→ What the task requires: Print all of the entries below line for line, with no change to any character.
** start of Given data **
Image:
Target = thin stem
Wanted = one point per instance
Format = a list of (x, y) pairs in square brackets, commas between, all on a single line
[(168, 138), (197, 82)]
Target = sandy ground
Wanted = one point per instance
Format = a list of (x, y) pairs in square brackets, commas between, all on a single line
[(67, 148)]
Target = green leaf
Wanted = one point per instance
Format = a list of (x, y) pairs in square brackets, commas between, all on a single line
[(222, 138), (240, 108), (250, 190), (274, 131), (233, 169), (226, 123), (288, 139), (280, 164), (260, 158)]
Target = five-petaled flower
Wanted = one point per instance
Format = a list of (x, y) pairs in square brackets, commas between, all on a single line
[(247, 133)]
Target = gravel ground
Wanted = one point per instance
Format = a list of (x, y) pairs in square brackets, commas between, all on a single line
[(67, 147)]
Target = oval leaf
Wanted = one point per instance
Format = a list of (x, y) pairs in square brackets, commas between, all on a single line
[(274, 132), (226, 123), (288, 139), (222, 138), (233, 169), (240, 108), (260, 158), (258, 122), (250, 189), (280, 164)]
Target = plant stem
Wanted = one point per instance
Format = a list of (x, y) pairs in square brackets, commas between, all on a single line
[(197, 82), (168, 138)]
** end of Given data **
→ Answer to the problem:
Image:
Target = thin stem
Wanted = one point per instance
Format = a list of (x, y) pairs in square brackets, commas between, all on a single line
[(168, 138), (197, 82)]
Target = sandy ground
Wanted = one point per instance
Format = a list of (x, y) pairs in square brackets, commas between, all on a single line
[(67, 148)]
Target = green leaf
Wanted = one point per instance
Format = a list of (x, y) pairs in square brackets, commas between, all on a single line
[(222, 138), (240, 108), (250, 190), (274, 131), (233, 169), (226, 123), (288, 139), (280, 164), (260, 158)]
Target = five-petaled flower
Wanted = one point per instance
Format = a list of (x, y) pairs in square brackets, commas between, all on a single line
[(247, 133)]
Target = gravel ground
Wanted = one point per instance
Format = a list of (x, y) pairs in square brackets, commas between, all on a single line
[(67, 147)]
Target = oval leaf
Wanted = one point per instance
Format = a list of (x, y) pairs in square brackets, commas between, all on a single line
[(274, 132), (226, 123), (288, 139), (222, 138), (233, 169), (240, 108), (260, 158), (258, 122), (250, 189), (280, 164)]
Target = plant stem
Wanted = one point per instance
Format = a list of (x, y) pairs in square brackets, commas between, all on a single line
[(197, 82), (168, 138)]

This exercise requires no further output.